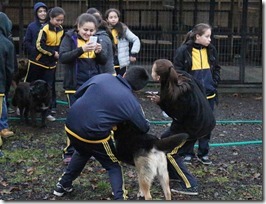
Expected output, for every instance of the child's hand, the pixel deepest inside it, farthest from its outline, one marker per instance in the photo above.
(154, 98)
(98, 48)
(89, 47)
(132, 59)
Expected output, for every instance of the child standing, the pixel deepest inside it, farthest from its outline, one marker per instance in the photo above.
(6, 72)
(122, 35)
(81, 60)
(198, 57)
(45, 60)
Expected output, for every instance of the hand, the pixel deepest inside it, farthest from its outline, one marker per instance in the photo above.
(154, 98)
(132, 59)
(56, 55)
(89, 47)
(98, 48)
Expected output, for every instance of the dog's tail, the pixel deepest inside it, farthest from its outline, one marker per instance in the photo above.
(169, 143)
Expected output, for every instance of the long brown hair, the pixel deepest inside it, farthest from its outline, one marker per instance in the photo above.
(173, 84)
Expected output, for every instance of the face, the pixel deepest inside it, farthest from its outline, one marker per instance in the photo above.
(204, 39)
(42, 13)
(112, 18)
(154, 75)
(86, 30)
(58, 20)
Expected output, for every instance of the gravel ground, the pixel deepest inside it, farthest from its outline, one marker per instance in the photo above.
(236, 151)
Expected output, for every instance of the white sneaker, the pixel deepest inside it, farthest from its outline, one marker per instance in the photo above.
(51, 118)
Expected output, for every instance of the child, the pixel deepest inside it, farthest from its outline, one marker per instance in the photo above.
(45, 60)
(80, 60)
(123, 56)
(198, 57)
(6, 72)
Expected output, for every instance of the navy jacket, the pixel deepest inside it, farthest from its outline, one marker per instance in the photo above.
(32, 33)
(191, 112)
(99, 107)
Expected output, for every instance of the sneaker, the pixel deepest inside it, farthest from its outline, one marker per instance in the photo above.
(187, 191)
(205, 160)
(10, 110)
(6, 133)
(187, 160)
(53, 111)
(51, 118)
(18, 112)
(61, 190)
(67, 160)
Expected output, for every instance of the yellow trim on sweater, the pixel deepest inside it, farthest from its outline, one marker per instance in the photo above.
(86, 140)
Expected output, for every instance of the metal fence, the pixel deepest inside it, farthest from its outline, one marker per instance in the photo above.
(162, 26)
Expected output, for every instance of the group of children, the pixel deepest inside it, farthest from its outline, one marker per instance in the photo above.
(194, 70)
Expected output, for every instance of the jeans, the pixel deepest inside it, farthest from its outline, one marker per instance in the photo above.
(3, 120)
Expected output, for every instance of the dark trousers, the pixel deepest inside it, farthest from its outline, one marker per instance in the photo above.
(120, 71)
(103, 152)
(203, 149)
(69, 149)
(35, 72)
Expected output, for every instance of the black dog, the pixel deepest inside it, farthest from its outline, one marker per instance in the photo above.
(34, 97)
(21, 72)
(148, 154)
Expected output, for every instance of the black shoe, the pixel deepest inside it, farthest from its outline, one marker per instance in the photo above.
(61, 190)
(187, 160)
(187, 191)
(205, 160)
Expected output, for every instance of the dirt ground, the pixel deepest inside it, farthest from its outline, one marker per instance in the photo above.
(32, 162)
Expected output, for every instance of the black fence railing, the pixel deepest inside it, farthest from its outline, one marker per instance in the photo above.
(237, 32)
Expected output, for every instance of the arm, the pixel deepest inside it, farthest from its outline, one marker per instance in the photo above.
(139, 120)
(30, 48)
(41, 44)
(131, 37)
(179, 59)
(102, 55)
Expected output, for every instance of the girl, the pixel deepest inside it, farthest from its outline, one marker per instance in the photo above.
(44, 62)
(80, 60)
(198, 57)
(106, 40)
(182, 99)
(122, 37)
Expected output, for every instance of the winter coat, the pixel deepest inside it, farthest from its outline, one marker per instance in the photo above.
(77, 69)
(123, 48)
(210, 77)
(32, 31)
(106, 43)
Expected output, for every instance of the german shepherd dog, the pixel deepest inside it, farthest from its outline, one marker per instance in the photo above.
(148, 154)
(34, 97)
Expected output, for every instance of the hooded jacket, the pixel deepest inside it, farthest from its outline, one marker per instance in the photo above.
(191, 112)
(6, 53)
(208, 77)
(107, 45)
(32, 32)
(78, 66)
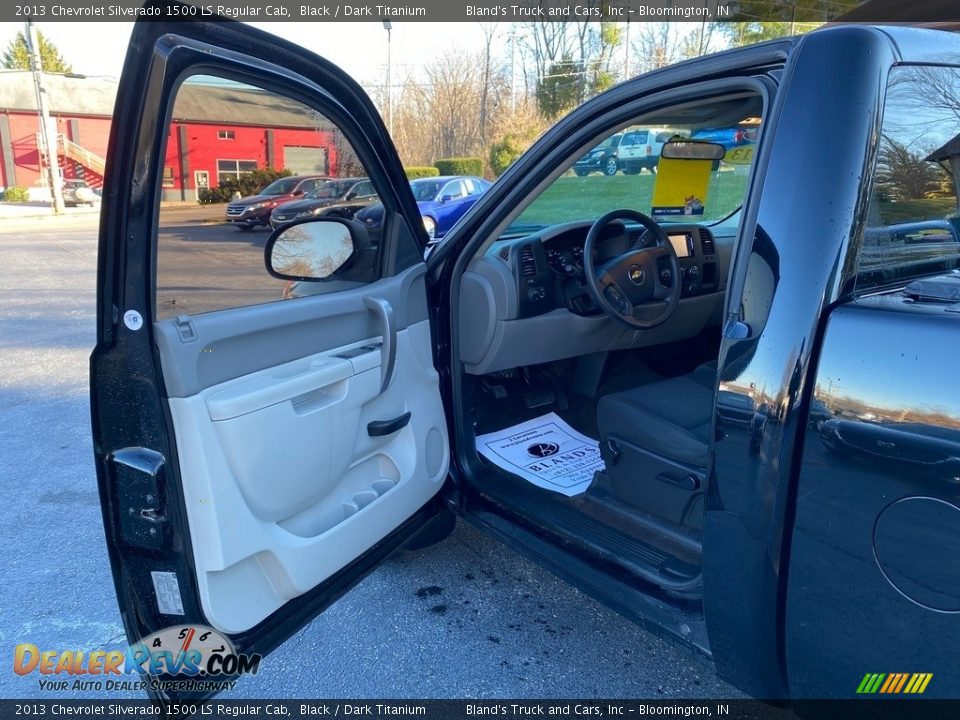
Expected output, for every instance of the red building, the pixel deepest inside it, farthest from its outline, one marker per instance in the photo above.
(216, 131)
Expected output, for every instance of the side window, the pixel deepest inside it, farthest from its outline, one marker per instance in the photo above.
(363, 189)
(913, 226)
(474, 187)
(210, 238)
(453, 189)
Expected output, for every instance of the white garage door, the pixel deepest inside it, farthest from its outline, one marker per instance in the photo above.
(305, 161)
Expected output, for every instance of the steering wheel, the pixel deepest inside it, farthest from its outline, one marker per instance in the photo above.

_ _ _ _

Consegna:
Sostituisci "outline" con "boundary" in tutti i record lasciando invariato tutto il resto, e riportali senza le immagini.

Soluzione:
Expected output, for every instance of the child's hand, the pixel deepest inside it, farthest from its boundary, one marker per instance in the photo above.
(154, 98)
(98, 48)
(89, 47)
(132, 59)
Expected output, for every instance of the child standing, the pixel deepest inside it, farthest from its boundary, one marker per instance in the photo above.
(6, 72)
(122, 35)
(81, 60)
(198, 57)
(45, 60)
Expected output, for every instance of the hand, the pixel deepest inside it, farthest from its boundary, one marker per instance in the photo above.
(154, 98)
(132, 59)
(56, 55)
(89, 47)
(98, 48)
Expected output, for every instance of the dog's tail, the pixel deepest inside it, farthest from its boundary, one marker per instance in the photo above.
(169, 143)
Expected output, for every instance of the long brown hair, the pixel deepest inside it, farthest from its boundary, one marker per instance in the photo above.
(173, 84)
Expected output, for every instance of the face, the pixel deepest inside it, farthest from its boundary, one marker per instance in the photo above.
(204, 39)
(42, 13)
(112, 18)
(154, 75)
(86, 30)
(58, 20)
Expected output, for every instance of the gravel ground, the pixel deepest inside it, farthest from its boundary, one marker per instance in the photo above.
(236, 151)
Expected output, for every instance of the white sneaker, the pixel deepest inside it, farthest from its boundary, one marker per instance in the photo above.
(51, 118)
Expected output, for every instance of the child, the pixel deepest inside it, farthest from its boundary, one marker per instance in the photo above.
(45, 60)
(80, 60)
(123, 56)
(198, 57)
(6, 72)
Expected output, for every instance of the navy jacket, the pixel deepest inside it, farthest from its boundary, one marker per instance in the photo above.
(32, 33)
(191, 112)
(99, 107)
Expected output, for every instance of the sneaker, the pixel deepest inside it, farthest from its boundary, one marker per instance in the photo above.
(187, 191)
(205, 160)
(10, 110)
(6, 133)
(187, 160)
(53, 111)
(51, 118)
(18, 112)
(61, 190)
(67, 160)
Expected output, for every instance of the yellow trim on sweater, the pixel deepest inside it, farthest from its boundary, one marker per instance in the photo above.
(86, 140)
Expected output, for every instance of the metal fence, the pixel deepest inside it, farthest from its boundary, one marker per instance in the photo above.
(162, 26)
Expected output, for every instance of the group of children, the pixel deepest inside it, farthest from its boundary, one marker per instance in the photo above.
(194, 70)
Expected output, for every instance of the jeans, the pixel deepest inside it, farthest from its boundary, one marker per instance in the photo above.
(3, 120)
Expected output, for every instance of the dark trousers, the pixel deepest inside it, farthest from its boundary, one marker per instance in the photo above.
(120, 71)
(103, 152)
(203, 149)
(69, 149)
(35, 72)
Expected output, for every instance of the black dog, the pixel deepest inside it, farthest from its boundary, one marker per instance in the photo above.
(34, 97)
(21, 72)
(148, 154)
Expected output, for every instance of the black shoe, the pixel deepest inside it, farthest from its boundary, one marker per instance in the photo above.
(61, 190)
(187, 160)
(187, 191)
(205, 160)
Expected output, for every instance of the dirt ground, the pixel deepest inside it, farthest from its boundary, one marker per instance in the photo above.
(32, 162)
Expected output, for every instance of the black fence railing, the pixel deepest inside it, farthest from its boundary, one marker per instance in the photo above.
(237, 32)
Expected output, for every instance of the arm, the pixel deepest inside it, farthest from its boundary, one marker per instance in the photo above.
(139, 120)
(30, 48)
(41, 44)
(131, 37)
(179, 59)
(102, 55)
Expected output, for every instance of the girl, the pixel deepest inside it, farthest from its boundary, one marker per instance in the photo above.
(44, 62)
(80, 60)
(198, 57)
(106, 40)
(182, 99)
(122, 37)
Expected output, for every instance of the winter coat, the pixel deepest inside it, farthest from its boundary, one marker per instance in the photo above.
(77, 69)
(123, 48)
(210, 77)
(32, 31)
(106, 43)
Expected output, for every instance of the german shepherd dog, the pixel deepest inside it, farthest from its boundary, one marker per instance in the photo above.
(148, 154)
(34, 97)
Expected output, for every instance of the hooded jacket, the pixel deepest inside it, farthest from its boundary, one marker per instance in the photo above.
(191, 112)
(6, 53)
(208, 77)
(107, 45)
(32, 32)
(78, 66)
Expected output, for every instance of the red building, the pixel deepest inside it, farthest from its boundary, one marker per instance in the photo above.
(216, 131)
Expected output, for every instance of the side window, the pixel deepest inside it, farthest from its boundary, one marker per instance in the photo above.
(363, 189)
(913, 226)
(474, 187)
(210, 238)
(453, 189)
Expected output, for every instance of the white garage door, the pixel deepest inside it, farthest from its boundary, one marker per instance in the photo above.
(305, 161)
Expected output, for every instance of the steering wheel, the pixel deepest inside it, farthest from its boundary, one marker per instance in the photo above.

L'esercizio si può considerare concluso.